Go through the items below and copy out every line that contains the word "yellow".

── EXCERPTED RECORDS

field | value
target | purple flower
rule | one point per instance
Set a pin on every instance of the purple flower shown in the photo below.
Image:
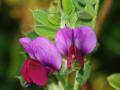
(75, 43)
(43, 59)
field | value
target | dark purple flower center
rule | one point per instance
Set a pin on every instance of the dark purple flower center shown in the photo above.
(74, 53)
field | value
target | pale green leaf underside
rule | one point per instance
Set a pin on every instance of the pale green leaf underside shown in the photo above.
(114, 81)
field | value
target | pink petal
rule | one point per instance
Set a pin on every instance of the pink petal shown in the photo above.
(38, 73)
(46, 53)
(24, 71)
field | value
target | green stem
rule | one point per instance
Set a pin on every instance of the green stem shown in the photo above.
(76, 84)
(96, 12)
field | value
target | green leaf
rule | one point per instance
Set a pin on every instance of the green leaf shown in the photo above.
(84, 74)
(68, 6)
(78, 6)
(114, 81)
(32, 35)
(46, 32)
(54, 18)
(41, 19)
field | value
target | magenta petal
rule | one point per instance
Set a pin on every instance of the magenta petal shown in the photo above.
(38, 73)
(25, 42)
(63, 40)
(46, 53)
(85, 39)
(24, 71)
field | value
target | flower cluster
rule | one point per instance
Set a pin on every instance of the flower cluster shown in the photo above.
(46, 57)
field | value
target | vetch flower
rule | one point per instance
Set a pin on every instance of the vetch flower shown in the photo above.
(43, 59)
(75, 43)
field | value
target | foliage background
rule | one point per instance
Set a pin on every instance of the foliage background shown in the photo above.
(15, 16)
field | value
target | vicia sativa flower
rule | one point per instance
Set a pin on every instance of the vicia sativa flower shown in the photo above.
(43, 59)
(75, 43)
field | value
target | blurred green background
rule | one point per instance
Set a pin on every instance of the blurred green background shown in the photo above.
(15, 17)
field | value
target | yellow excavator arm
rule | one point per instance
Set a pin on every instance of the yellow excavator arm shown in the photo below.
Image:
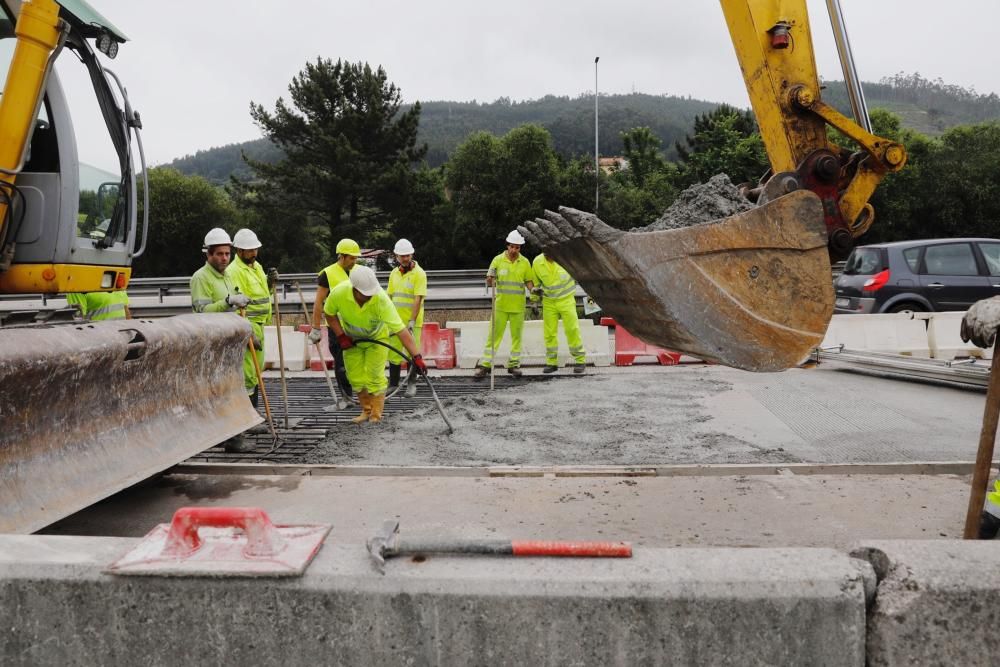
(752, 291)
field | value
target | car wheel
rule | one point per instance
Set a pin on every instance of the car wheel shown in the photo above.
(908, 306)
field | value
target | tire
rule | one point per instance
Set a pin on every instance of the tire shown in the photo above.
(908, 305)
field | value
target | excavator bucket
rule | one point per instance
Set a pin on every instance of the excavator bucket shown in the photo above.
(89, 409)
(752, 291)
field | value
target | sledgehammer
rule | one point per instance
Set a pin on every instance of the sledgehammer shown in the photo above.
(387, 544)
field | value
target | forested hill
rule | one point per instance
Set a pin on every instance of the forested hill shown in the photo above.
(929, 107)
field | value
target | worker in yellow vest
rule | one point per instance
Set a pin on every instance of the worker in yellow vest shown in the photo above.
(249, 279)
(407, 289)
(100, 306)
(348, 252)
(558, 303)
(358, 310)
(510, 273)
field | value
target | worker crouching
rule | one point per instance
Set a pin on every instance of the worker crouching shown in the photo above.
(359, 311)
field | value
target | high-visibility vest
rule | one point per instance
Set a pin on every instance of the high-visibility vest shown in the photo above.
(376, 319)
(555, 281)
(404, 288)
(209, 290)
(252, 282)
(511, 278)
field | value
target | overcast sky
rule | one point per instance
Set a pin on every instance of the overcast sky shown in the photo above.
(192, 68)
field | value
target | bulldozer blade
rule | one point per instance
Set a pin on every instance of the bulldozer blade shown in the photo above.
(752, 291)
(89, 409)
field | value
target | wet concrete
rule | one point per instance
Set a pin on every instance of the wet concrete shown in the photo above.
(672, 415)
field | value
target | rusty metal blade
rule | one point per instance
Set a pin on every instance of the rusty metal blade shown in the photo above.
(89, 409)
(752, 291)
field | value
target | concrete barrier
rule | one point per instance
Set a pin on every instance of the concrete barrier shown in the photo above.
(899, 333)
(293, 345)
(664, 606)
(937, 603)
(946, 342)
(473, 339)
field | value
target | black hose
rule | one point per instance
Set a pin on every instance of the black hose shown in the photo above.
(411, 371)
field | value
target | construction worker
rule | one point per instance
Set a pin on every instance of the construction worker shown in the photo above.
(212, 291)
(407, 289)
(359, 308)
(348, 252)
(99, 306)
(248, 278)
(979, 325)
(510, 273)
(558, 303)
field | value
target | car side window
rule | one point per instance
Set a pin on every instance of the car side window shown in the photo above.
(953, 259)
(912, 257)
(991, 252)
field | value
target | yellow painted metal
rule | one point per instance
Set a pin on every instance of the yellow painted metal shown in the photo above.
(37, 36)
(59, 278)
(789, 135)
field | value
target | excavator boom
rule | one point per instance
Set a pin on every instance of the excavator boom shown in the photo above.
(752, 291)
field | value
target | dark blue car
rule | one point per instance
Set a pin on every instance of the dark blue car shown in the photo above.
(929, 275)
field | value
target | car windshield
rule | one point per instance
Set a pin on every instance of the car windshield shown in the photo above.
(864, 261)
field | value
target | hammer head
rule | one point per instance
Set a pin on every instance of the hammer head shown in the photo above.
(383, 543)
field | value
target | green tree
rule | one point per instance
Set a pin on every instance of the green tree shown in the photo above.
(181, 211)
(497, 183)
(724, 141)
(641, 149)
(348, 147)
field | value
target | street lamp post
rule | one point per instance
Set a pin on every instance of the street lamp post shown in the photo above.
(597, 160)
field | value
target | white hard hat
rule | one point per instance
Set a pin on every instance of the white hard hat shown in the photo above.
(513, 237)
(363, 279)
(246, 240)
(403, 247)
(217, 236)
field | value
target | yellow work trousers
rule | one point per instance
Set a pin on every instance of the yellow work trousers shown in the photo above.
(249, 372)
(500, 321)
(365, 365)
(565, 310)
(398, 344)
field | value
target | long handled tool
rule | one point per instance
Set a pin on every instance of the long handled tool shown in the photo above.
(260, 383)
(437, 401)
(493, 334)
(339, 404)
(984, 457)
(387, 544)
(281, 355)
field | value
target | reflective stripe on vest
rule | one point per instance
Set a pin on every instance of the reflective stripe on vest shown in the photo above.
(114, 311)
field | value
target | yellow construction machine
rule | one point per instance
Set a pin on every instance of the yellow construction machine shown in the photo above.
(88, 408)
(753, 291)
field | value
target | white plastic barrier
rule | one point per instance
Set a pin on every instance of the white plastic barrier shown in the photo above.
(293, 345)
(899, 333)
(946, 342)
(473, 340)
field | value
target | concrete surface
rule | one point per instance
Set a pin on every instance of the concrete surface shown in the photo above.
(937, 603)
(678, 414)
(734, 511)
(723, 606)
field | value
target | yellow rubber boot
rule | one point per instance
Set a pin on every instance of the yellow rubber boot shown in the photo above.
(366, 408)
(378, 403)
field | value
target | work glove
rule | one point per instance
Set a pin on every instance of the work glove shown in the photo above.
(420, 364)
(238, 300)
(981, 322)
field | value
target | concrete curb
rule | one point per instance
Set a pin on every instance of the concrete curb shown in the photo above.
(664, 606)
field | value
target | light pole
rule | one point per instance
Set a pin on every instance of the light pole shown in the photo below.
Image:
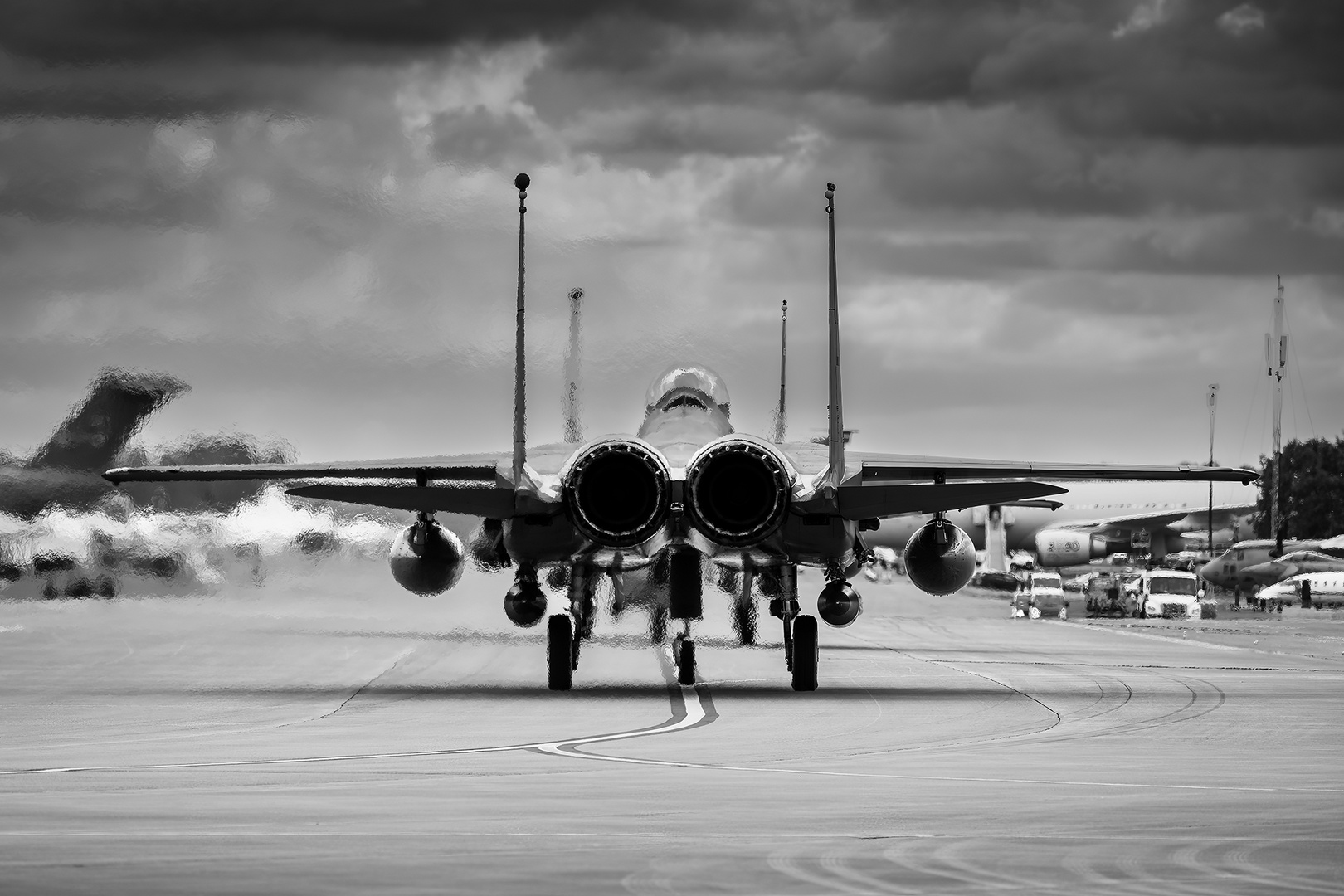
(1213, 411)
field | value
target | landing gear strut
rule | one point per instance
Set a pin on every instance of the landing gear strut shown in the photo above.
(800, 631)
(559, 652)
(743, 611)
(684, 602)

────

→ **WRITTEN ANSWER**:
target | yellow excavator arm
Set a pin on every instance of the yellow excavator arm shown in the photo below.
target | worker in yellow vest
Set a pin on every instance of the worker in yellow vest shown in the photo above.
target | yellow painted metal
Set a pin on every instance of the yellow painted metal shown in the photo above.
target | yellow work trousers
Set a pin on every instance of the yellow work trousers shown in the photo above.
target | yellow construction machine
Set a pin on every instance of the yellow construction machine shown in the photo above.
target | yellow rubber boot
Set a pin on every instance of the yellow rubber boot shown in the photo above.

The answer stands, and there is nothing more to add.